Task requirements — Each record below is to be copied word for word, with pictures removed.

---------- Supplied records

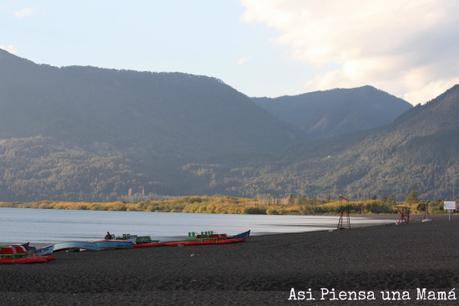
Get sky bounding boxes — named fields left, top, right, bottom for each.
left=0, top=0, right=459, bottom=104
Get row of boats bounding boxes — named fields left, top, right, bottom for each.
left=0, top=230, right=250, bottom=264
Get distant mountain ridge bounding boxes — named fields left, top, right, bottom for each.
left=235, top=85, right=459, bottom=199
left=0, top=50, right=459, bottom=201
left=254, top=86, right=411, bottom=138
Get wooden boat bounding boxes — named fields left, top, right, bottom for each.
left=34, top=244, right=54, bottom=256
left=230, top=230, right=250, bottom=239
left=133, top=230, right=250, bottom=249
left=0, top=255, right=54, bottom=265
left=0, top=243, right=53, bottom=265
left=53, top=240, right=133, bottom=252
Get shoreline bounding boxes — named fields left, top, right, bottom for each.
left=0, top=217, right=459, bottom=305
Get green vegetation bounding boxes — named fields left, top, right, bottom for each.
left=0, top=196, right=450, bottom=215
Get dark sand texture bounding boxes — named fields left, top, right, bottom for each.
left=0, top=218, right=459, bottom=305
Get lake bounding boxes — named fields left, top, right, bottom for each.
left=0, top=208, right=394, bottom=243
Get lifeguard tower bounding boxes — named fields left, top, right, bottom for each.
left=395, top=204, right=411, bottom=224
left=336, top=195, right=351, bottom=230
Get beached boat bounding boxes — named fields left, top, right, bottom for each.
left=133, top=230, right=250, bottom=249
left=0, top=243, right=53, bottom=265
left=0, top=255, right=54, bottom=265
left=230, top=230, right=250, bottom=239
left=53, top=240, right=133, bottom=252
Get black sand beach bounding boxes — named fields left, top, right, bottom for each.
left=0, top=218, right=459, bottom=305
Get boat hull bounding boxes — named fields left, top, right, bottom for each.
left=0, top=256, right=54, bottom=265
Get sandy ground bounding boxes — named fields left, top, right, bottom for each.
left=0, top=218, right=459, bottom=305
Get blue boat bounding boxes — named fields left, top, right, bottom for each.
left=229, top=230, right=250, bottom=239
left=53, top=240, right=133, bottom=252
left=34, top=244, right=54, bottom=256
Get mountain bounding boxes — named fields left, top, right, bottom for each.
left=0, top=50, right=299, bottom=200
left=241, top=85, right=459, bottom=199
left=0, top=51, right=295, bottom=160
left=254, top=86, right=411, bottom=138
left=0, top=50, right=459, bottom=201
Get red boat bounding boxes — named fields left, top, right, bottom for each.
left=0, top=256, right=54, bottom=265
left=133, top=231, right=250, bottom=249
left=0, top=244, right=54, bottom=265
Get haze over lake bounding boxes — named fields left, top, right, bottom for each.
left=0, top=208, right=393, bottom=242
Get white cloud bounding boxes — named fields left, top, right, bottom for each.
left=236, top=56, right=249, bottom=65
left=0, top=45, right=17, bottom=54
left=241, top=0, right=459, bottom=103
left=13, top=7, right=33, bottom=18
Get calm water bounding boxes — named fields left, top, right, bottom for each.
left=0, top=208, right=393, bottom=242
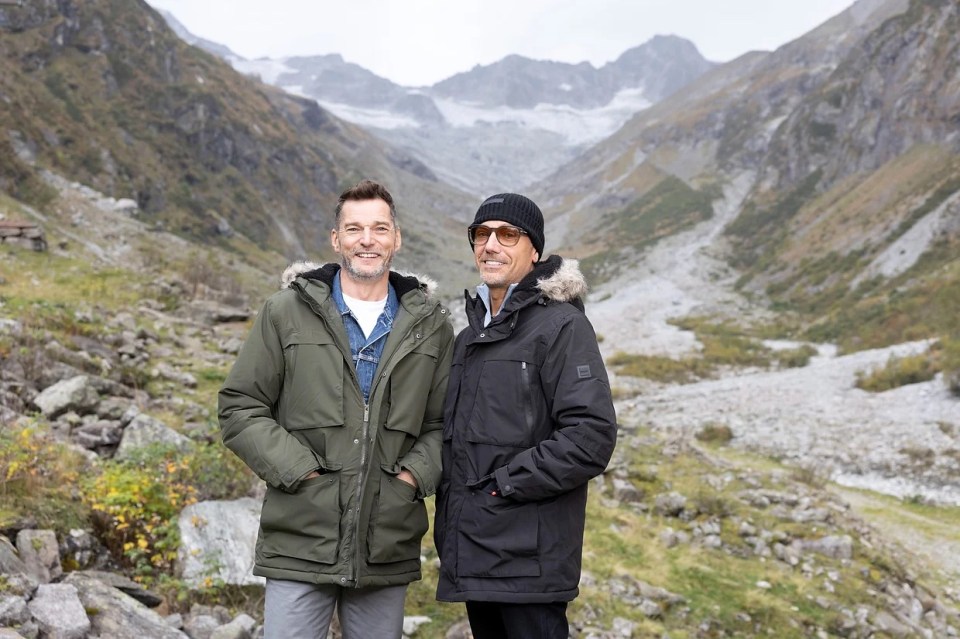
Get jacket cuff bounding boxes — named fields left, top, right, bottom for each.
left=278, top=456, right=320, bottom=493
left=493, top=466, right=517, bottom=497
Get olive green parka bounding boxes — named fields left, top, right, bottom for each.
left=219, top=263, right=453, bottom=587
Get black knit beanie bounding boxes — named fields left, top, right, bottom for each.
left=473, top=193, right=543, bottom=259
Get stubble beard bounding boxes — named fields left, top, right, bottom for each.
left=340, top=254, right=393, bottom=282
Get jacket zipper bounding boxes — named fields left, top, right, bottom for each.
left=520, top=362, right=533, bottom=433
left=350, top=304, right=429, bottom=584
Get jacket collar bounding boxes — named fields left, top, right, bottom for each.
left=465, top=255, right=587, bottom=326
left=280, top=261, right=438, bottom=298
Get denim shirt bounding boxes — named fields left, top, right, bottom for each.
left=477, top=282, right=517, bottom=326
left=333, top=273, right=400, bottom=402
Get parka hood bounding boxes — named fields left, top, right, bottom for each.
left=527, top=255, right=587, bottom=304
left=280, top=260, right=439, bottom=298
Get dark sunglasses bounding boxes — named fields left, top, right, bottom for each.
left=467, top=224, right=527, bottom=246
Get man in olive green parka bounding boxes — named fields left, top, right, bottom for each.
left=219, top=181, right=453, bottom=639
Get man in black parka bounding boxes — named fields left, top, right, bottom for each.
left=435, top=193, right=617, bottom=639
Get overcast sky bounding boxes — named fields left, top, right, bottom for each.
left=147, top=0, right=853, bottom=86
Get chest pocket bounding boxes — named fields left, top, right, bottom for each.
left=385, top=342, right=440, bottom=437
left=461, top=359, right=550, bottom=448
left=280, top=330, right=346, bottom=430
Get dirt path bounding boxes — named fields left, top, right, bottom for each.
left=832, top=486, right=960, bottom=598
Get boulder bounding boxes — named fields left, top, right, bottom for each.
left=179, top=497, right=265, bottom=585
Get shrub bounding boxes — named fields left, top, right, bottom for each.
left=84, top=445, right=250, bottom=582
left=0, top=423, right=87, bottom=532
left=856, top=353, right=940, bottom=393
left=777, top=344, right=817, bottom=368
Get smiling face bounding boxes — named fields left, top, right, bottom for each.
left=330, top=199, right=400, bottom=283
left=473, top=220, right=540, bottom=290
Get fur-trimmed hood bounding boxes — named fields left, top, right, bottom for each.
left=531, top=255, right=587, bottom=303
left=280, top=260, right=439, bottom=297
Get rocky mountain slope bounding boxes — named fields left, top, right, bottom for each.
left=535, top=0, right=960, bottom=348
left=214, top=33, right=714, bottom=196
left=0, top=0, right=960, bottom=639
left=0, top=0, right=473, bottom=288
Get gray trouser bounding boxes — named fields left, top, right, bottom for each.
left=263, top=579, right=407, bottom=639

--------------------

Output for this task —
Get sky bounding boxes — named fields left, top, right, bottom for each.
left=0, top=0, right=459, bottom=104
Get row of boats bounding boxes — named fields left, top, right, bottom for each.
left=0, top=230, right=250, bottom=264
Get distant mountain ridge bounding boxes — named fields left, top, right, bottom for each.
left=235, top=85, right=459, bottom=199
left=0, top=50, right=459, bottom=201
left=254, top=86, right=411, bottom=138
Get wooden boat bounding boxes — named fields left, top, right, bottom for each.
left=34, top=244, right=54, bottom=256
left=230, top=230, right=250, bottom=239
left=133, top=230, right=250, bottom=249
left=0, top=255, right=54, bottom=265
left=0, top=243, right=53, bottom=265
left=53, top=240, right=133, bottom=252
Get shoreline bounding boxes — named fields left, top, right, bottom for each.
left=0, top=217, right=459, bottom=305
Get green vegetation bounding boxes — named fields left, top, right, bottom for each.
left=0, top=196, right=450, bottom=215
Get dark sand texture bounding boxes — named fields left, top, right, bottom for each.
left=0, top=218, right=459, bottom=305
Get lake bounding boxes — named fields left, top, right, bottom for each.
left=0, top=208, right=394, bottom=243
Get lifeguard tower bounding boxes — named fields left, top, right, bottom for each.
left=395, top=204, right=411, bottom=224
left=336, top=195, right=351, bottom=230
Get beached boat bounding boxes — named fields left, top, right, bottom for each.
left=133, top=230, right=250, bottom=249
left=0, top=243, right=53, bottom=265
left=0, top=255, right=54, bottom=265
left=230, top=230, right=250, bottom=239
left=53, top=240, right=133, bottom=252
Get black sand beach bounding boxes — named fields left, top, right, bottom for each.
left=0, top=218, right=459, bottom=305
Get boat hull bounding boxes — named fields left, top, right, bottom for each.
left=0, top=256, right=54, bottom=265
Get sandy ground bounding boxes — named fields left, top, right, bottom for each.
left=0, top=218, right=459, bottom=305
Get blue boat bounding boxes — named fields left, top, right, bottom for each.
left=229, top=230, right=250, bottom=239
left=53, top=240, right=133, bottom=252
left=34, top=244, right=54, bottom=256
Get mountain bounding boxes — named fields left, top, right, bottom for each.
left=0, top=50, right=299, bottom=200
left=241, top=85, right=459, bottom=199
left=0, top=51, right=295, bottom=160
left=254, top=86, right=411, bottom=138
left=0, top=50, right=459, bottom=201
Get red boat bounding boxes — named fields left, top, right, bottom for each.
left=0, top=256, right=54, bottom=265
left=133, top=231, right=250, bottom=249
left=0, top=244, right=54, bottom=265
Get haze over lake bounding boxes — named fields left, top, right, bottom for each.
left=0, top=208, right=393, bottom=242
Get white cloud bounding boxes — named fields left, top, right, bottom for each.
left=236, top=56, right=249, bottom=65
left=0, top=45, right=17, bottom=54
left=241, top=0, right=459, bottom=103
left=13, top=7, right=33, bottom=18
Get calm water bounding boxes — named fields left, top, right, bottom for each.
left=0, top=208, right=393, bottom=242
Get jacket cuff bounding boxes — named fields left, top, right, bottom for each.
left=278, top=456, right=320, bottom=493
left=493, top=466, right=517, bottom=497
Get olive green parka bounding boxes — named fields left, top, right, bottom for each.
left=219, top=263, right=453, bottom=587
Get black knit beanie bounding boxes — named fields left, top, right, bottom for each.
left=473, top=193, right=543, bottom=259
Get stubble beard bounding boxes — named fields left, top, right, bottom for each.
left=340, top=254, right=393, bottom=282
Get jacket zipper bounding boxes — named fields left, top, right, bottom for each.
left=520, top=362, right=533, bottom=433
left=350, top=304, right=429, bottom=584
Get jacket collar bounding boxes — named fields left, top, right, bottom for each.
left=465, top=255, right=587, bottom=326
left=280, top=261, right=438, bottom=298
Get denim shirt bounding boxes — named fields left, top, right, bottom for each.
left=477, top=282, right=517, bottom=326
left=333, top=273, right=400, bottom=402
Get parka hood bounding boxes — named fields left, top, right, bottom for each.
left=527, top=255, right=587, bottom=304
left=280, top=260, right=439, bottom=298
Get dark sunglasses bounding boxes — named fields left, top, right, bottom for each.
left=467, top=224, right=527, bottom=246
Get man in olive green parka bounding boxes — named fields left, top, right, bottom for each.
left=219, top=181, right=453, bottom=639
Get man in black parka bounding boxes — named fields left, top, right, bottom for each.
left=435, top=193, right=617, bottom=639
Get overcast sky bounding boxes — named fields left, top, right, bottom for each.
left=147, top=0, right=853, bottom=86
Get chest pocket bounding boxes — named fields left, top, right, bottom for each.
left=385, top=342, right=440, bottom=437
left=461, top=359, right=550, bottom=448
left=280, top=330, right=346, bottom=430
Get dirt path bounding boxes — named fields left, top, right, bottom for each.
left=832, top=486, right=960, bottom=598
Get boulder bounding boxes — named fields left, top, right, bottom for each.
left=179, top=497, right=265, bottom=585
Get shrub bounding boxes — named fields left, top, right, bottom for each.
left=84, top=445, right=250, bottom=582
left=0, top=423, right=87, bottom=532
left=856, top=353, right=940, bottom=393
left=777, top=344, right=817, bottom=368
Get smiling face bounding boxes — named fields left, top, right, bottom for each.
left=330, top=199, right=400, bottom=283
left=473, top=220, right=540, bottom=290
Get fur-trimmed hood bounding boxes — named fields left, top, right, bottom for each.
left=531, top=255, right=587, bottom=303
left=280, top=260, right=439, bottom=297
Get rocky mountain slope bounding boxes — named fields left, top, right, bottom for each.
left=535, top=0, right=960, bottom=348
left=214, top=33, right=714, bottom=196
left=0, top=0, right=960, bottom=639
left=0, top=0, right=473, bottom=288
Get gray trouser bounding boxes — named fields left, top, right, bottom for each.
left=263, top=579, right=407, bottom=639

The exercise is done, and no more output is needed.